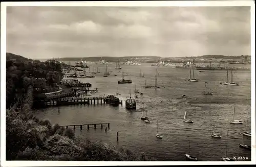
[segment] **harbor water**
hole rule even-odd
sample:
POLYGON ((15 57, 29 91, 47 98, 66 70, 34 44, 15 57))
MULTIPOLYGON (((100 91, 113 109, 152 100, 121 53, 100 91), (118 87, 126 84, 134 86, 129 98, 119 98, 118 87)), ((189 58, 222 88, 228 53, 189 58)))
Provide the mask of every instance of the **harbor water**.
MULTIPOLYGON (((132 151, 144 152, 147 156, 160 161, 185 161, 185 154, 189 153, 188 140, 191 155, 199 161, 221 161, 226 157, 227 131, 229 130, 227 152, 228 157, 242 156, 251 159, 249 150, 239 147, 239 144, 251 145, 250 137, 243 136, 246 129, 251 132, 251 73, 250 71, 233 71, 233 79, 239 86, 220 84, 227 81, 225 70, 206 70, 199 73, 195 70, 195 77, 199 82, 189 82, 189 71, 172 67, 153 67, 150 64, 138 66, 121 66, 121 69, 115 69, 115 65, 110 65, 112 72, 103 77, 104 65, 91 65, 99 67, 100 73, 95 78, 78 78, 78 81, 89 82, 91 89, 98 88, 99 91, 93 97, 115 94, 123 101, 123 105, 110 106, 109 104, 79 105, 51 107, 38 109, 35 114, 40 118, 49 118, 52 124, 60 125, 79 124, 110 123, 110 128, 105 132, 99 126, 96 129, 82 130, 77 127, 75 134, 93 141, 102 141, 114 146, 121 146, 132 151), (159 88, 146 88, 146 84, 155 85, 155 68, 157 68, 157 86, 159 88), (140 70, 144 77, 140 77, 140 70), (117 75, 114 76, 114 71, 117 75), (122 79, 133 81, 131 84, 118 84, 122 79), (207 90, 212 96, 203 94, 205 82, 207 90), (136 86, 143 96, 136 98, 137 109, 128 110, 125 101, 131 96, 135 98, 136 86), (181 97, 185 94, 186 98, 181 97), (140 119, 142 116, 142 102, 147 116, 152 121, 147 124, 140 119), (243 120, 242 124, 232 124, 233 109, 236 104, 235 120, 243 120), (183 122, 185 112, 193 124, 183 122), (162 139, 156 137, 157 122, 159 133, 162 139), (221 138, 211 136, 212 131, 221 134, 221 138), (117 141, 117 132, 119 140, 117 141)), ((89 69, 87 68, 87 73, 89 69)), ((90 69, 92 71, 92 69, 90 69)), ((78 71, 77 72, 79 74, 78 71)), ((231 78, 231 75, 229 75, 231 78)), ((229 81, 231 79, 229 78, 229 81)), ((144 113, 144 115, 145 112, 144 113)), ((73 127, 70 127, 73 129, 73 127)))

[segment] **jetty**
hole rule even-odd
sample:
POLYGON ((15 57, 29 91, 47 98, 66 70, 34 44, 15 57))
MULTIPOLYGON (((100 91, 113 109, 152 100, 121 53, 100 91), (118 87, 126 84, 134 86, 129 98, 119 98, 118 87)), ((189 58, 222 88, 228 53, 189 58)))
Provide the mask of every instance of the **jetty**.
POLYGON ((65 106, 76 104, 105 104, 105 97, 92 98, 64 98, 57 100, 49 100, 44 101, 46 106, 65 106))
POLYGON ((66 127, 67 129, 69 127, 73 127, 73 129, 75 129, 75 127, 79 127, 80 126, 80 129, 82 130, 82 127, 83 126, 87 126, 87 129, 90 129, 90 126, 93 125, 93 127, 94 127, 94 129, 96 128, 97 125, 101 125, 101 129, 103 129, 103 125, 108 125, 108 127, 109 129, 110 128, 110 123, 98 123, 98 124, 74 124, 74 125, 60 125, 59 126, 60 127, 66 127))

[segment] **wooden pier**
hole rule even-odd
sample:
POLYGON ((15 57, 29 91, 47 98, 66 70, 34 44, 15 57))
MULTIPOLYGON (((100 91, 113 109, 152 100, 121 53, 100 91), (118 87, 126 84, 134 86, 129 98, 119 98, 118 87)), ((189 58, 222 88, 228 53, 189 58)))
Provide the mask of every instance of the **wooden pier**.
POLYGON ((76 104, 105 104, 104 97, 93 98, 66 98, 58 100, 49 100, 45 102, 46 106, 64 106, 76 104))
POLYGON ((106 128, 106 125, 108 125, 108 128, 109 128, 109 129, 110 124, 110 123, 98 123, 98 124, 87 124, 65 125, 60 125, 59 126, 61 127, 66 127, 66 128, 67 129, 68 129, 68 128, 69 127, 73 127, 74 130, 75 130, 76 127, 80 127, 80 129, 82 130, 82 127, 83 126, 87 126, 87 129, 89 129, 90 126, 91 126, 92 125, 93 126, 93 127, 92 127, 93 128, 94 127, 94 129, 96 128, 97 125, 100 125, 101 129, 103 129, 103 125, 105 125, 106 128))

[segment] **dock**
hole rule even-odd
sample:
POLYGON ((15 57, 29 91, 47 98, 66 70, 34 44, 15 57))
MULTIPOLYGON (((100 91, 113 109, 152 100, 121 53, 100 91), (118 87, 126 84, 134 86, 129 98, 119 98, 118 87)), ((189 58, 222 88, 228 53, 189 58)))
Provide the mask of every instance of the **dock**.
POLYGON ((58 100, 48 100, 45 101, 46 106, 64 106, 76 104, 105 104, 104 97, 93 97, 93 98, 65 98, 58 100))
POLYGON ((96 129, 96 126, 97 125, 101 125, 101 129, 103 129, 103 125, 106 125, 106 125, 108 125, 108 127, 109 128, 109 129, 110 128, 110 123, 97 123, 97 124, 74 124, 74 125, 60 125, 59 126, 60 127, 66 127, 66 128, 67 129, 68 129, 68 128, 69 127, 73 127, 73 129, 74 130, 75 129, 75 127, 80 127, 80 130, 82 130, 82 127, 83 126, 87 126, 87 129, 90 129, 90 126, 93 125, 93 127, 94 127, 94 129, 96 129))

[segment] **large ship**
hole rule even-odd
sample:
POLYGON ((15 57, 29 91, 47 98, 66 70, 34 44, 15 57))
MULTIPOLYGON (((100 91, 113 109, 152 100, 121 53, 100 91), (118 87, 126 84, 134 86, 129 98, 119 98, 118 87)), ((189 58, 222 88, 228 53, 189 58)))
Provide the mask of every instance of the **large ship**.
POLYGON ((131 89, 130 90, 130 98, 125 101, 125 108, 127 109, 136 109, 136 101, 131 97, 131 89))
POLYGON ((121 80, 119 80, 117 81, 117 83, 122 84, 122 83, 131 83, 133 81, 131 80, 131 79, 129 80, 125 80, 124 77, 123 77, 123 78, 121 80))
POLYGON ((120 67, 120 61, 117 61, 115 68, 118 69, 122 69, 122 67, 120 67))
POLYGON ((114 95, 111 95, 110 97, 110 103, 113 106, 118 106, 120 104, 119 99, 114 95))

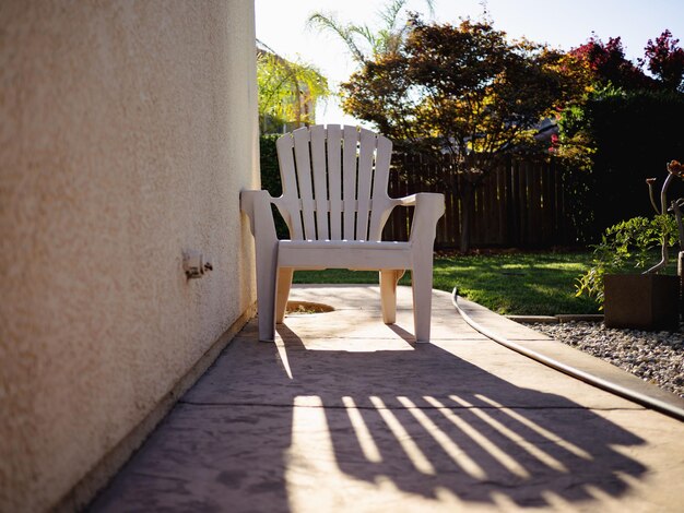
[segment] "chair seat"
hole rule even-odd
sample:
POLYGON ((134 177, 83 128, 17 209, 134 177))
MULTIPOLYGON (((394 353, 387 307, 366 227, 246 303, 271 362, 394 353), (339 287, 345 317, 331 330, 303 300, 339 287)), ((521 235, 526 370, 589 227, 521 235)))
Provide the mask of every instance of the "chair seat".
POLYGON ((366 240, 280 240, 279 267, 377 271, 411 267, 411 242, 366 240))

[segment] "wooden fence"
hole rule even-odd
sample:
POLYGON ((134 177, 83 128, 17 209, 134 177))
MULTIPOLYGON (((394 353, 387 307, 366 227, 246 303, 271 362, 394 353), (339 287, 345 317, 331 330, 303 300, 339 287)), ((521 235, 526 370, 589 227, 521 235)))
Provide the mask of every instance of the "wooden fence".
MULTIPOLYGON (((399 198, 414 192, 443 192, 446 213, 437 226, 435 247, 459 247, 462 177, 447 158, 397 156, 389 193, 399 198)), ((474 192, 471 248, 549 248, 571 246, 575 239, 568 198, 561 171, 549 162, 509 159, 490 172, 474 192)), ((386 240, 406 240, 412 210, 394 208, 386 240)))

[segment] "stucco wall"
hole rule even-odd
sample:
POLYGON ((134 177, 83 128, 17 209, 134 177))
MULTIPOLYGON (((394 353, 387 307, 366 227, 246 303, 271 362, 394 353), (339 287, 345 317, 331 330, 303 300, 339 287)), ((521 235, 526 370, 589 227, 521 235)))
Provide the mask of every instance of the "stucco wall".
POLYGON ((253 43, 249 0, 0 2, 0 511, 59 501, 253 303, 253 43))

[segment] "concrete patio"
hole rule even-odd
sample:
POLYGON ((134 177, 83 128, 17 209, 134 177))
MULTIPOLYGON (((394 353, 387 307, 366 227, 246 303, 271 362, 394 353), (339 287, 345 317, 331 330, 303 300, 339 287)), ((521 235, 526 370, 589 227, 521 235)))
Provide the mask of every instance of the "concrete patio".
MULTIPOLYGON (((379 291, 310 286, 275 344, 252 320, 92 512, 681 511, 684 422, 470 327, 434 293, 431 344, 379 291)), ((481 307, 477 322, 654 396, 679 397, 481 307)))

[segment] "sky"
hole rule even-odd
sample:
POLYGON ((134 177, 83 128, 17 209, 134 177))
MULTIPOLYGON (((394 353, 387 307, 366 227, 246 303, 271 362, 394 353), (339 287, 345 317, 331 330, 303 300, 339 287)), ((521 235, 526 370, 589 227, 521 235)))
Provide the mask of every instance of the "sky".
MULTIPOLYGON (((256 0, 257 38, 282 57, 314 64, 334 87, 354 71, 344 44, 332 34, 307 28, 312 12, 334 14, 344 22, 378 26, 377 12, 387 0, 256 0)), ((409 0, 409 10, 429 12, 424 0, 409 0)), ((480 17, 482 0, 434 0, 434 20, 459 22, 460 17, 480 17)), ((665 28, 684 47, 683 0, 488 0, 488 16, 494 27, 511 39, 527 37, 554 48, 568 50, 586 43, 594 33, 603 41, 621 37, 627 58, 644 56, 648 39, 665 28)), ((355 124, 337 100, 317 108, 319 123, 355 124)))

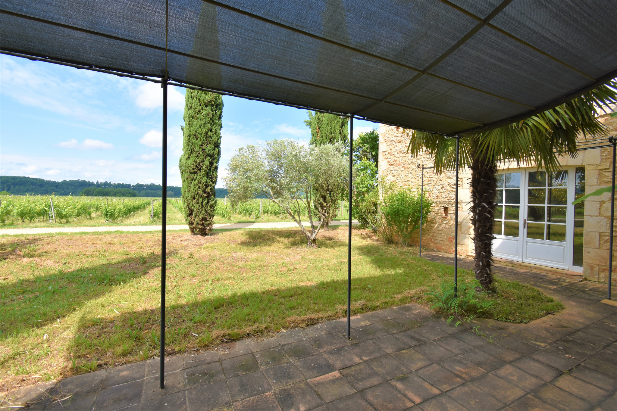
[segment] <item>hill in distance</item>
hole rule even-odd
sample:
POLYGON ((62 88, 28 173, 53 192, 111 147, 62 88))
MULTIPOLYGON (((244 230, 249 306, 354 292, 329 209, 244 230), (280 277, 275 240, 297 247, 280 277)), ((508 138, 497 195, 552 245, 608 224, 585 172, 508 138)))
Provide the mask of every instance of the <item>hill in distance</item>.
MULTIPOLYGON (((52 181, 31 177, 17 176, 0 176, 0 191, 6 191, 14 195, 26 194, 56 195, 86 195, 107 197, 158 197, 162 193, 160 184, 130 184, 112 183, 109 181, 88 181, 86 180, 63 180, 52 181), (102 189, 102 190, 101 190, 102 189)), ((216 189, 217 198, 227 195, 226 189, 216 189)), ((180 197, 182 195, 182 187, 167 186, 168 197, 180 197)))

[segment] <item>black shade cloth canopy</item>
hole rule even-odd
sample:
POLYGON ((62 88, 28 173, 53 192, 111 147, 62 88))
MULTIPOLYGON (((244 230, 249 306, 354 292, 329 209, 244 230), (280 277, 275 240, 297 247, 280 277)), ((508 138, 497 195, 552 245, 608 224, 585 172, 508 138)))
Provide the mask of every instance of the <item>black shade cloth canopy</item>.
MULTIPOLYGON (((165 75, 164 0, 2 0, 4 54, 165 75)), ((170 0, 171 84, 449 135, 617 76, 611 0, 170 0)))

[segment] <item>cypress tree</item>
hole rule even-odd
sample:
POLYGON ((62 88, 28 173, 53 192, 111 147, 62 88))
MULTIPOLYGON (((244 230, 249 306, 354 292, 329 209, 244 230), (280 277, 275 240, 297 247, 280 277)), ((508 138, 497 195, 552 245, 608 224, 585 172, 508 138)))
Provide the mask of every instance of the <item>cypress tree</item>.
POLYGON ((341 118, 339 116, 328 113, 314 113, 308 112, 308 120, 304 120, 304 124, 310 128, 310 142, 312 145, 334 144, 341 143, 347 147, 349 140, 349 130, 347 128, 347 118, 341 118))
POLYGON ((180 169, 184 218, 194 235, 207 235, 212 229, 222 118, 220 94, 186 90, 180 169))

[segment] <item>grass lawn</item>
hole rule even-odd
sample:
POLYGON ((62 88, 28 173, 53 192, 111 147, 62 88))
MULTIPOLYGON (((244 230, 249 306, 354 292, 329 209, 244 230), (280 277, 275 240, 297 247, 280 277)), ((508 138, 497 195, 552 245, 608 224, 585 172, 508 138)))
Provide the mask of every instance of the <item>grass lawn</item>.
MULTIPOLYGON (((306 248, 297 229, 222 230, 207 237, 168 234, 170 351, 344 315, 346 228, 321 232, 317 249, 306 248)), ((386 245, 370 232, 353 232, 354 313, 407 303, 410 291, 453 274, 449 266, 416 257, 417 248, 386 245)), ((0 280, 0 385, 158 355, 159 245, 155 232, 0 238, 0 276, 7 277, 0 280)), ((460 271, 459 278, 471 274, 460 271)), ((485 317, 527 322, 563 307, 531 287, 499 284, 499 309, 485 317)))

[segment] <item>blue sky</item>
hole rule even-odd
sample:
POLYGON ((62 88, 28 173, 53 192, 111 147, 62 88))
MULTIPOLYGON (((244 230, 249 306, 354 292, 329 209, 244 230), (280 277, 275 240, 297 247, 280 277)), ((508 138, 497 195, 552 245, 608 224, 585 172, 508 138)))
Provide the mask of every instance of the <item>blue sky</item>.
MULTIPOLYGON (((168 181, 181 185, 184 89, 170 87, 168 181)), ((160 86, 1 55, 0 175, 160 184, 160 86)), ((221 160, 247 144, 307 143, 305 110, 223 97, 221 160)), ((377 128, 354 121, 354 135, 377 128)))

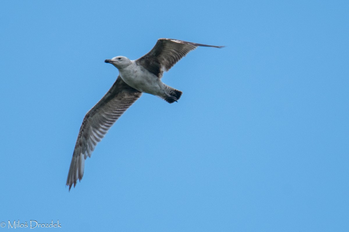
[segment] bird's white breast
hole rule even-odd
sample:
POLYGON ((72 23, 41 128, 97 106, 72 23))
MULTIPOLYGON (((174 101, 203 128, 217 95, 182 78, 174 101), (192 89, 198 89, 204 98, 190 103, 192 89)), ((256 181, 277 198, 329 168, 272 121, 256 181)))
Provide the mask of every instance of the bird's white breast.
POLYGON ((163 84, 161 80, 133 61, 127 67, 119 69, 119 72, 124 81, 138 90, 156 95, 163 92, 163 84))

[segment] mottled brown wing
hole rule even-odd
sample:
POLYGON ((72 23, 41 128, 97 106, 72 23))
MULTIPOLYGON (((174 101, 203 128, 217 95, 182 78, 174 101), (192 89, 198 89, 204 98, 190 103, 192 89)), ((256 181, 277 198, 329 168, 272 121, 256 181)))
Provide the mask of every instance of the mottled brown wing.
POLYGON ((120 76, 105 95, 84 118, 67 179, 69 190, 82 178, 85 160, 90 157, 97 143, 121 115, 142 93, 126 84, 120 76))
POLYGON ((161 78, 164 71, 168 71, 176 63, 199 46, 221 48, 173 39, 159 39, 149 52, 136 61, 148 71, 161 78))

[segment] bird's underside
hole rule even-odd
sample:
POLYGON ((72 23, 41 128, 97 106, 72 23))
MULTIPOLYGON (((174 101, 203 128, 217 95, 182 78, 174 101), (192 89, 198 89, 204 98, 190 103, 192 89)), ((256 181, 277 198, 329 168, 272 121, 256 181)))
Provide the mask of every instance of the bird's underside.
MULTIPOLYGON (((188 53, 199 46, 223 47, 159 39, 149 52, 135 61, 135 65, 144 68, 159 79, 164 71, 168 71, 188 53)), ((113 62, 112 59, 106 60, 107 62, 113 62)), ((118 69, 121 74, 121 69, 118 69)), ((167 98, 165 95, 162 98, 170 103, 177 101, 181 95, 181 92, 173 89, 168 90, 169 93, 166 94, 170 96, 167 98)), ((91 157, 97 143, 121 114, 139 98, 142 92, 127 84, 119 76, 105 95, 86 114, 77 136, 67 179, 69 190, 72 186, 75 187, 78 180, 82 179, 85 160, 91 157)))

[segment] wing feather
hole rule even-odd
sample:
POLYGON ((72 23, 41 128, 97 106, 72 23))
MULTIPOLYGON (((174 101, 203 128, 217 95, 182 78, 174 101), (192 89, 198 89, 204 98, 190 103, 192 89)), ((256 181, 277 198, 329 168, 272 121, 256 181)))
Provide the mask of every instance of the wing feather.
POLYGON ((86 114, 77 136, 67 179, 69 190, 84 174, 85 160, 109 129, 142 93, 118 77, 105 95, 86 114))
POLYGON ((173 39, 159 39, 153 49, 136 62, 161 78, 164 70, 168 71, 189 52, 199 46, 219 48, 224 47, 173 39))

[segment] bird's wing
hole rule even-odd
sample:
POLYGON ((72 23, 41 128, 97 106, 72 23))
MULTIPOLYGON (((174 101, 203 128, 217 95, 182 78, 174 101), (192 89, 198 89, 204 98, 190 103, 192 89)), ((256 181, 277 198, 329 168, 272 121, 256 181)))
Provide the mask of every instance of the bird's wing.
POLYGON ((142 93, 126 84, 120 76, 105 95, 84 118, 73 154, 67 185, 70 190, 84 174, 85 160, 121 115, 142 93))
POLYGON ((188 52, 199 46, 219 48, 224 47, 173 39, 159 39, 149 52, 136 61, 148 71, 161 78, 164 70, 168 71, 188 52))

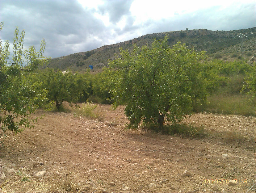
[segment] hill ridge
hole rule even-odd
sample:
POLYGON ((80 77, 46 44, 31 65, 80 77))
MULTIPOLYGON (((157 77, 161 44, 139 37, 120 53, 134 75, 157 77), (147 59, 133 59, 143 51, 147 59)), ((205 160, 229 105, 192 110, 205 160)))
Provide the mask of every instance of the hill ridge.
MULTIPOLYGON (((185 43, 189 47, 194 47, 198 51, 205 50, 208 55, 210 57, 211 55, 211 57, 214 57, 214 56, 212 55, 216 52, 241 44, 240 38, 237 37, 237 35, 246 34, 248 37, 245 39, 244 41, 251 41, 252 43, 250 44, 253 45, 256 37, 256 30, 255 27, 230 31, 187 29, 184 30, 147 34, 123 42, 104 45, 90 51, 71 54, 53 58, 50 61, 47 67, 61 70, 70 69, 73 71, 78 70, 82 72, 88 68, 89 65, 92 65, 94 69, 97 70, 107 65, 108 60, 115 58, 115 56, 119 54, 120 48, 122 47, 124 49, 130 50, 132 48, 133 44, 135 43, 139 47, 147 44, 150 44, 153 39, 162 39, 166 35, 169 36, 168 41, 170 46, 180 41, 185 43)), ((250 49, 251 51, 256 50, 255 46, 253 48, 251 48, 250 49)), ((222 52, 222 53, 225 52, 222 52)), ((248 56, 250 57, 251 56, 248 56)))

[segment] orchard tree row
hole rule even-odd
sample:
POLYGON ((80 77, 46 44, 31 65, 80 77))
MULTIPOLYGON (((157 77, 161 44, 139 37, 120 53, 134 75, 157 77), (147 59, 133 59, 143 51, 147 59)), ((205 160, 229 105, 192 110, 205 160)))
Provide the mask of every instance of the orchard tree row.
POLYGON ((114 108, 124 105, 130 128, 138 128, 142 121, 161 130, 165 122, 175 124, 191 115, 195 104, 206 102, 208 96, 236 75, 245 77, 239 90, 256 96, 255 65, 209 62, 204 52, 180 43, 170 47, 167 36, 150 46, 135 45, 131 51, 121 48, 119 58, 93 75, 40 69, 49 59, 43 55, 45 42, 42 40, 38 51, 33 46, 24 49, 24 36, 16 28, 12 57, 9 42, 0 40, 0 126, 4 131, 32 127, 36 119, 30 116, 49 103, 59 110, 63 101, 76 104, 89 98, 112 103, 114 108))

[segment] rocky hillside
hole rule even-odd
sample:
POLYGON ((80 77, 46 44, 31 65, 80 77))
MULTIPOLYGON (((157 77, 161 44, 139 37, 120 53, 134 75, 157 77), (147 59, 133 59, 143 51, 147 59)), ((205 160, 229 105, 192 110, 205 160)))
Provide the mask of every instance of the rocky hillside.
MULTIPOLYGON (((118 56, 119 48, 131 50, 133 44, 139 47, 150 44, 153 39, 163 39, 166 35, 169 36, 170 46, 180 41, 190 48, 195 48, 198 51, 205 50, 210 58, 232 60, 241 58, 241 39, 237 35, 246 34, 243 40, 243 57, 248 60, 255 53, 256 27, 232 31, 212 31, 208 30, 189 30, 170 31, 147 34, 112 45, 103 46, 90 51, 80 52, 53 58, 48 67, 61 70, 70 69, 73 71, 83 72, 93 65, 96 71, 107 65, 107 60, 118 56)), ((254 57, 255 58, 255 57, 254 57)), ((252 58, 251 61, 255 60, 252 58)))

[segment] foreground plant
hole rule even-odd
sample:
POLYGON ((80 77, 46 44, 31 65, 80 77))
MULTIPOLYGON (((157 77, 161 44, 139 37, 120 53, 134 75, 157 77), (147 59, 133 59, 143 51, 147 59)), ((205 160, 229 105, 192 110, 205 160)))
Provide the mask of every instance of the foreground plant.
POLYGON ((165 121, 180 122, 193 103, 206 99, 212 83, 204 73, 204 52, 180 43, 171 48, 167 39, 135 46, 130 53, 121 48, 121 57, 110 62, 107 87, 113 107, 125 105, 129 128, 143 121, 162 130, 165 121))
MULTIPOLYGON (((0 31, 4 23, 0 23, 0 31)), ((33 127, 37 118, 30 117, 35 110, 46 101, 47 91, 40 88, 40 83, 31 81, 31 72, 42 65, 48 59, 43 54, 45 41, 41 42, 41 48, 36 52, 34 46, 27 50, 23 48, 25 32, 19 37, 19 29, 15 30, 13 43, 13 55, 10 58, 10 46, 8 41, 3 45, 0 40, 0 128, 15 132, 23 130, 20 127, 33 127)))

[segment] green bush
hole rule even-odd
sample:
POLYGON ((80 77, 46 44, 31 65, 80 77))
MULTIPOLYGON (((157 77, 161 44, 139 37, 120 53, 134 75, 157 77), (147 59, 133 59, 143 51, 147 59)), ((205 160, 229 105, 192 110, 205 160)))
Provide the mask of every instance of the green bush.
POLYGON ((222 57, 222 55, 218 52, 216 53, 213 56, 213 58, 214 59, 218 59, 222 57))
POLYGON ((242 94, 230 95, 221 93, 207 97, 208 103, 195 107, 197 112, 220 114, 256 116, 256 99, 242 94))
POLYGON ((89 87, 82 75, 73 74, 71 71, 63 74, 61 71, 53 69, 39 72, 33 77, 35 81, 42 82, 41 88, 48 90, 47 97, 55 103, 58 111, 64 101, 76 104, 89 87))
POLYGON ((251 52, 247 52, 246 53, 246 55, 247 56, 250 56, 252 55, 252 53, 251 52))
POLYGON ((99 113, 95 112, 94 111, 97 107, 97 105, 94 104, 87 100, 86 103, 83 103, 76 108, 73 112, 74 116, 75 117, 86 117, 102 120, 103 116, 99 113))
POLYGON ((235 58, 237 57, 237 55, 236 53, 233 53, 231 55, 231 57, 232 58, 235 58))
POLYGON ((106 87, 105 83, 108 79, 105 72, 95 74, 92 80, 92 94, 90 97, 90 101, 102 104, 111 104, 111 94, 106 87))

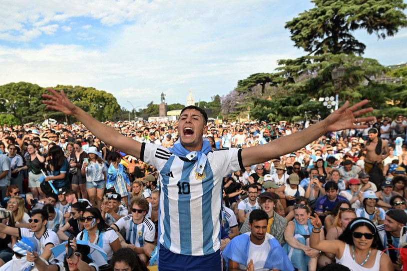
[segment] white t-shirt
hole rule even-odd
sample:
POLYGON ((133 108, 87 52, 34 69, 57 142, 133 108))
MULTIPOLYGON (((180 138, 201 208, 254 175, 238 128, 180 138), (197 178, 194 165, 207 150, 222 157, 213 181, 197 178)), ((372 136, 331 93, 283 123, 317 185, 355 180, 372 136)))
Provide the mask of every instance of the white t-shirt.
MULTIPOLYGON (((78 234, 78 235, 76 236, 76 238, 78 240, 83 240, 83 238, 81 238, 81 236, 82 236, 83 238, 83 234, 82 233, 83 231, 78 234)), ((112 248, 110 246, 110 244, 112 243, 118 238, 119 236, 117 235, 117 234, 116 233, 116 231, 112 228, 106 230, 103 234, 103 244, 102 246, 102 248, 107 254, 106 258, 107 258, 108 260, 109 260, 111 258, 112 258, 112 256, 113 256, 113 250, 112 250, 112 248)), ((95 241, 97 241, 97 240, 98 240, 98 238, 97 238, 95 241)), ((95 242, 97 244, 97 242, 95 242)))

======

• _What you should do_
Lay out the items as a JSON list of strings, one string per line, starting at the beginning of the items and ending with the line containing "Provide the mask of every instance of the **harbor", which is included; omit blank lines and leave the pictures out.

• _Completed exercise_
[
  "[segment] **harbor water**",
  "hole rule even-odd",
  "sample:",
  "POLYGON ((15 57, 29 91, 47 98, 66 70, 34 44, 15 57))",
  "MULTIPOLYGON (((100 91, 113 109, 152 100, 121 53, 100 91), (118 87, 126 84, 134 86, 129 98, 119 98, 118 87)), ((189 58, 222 88, 228 53, 189 58)))",
  "Provide the mask of every instance of the **harbor water**."
]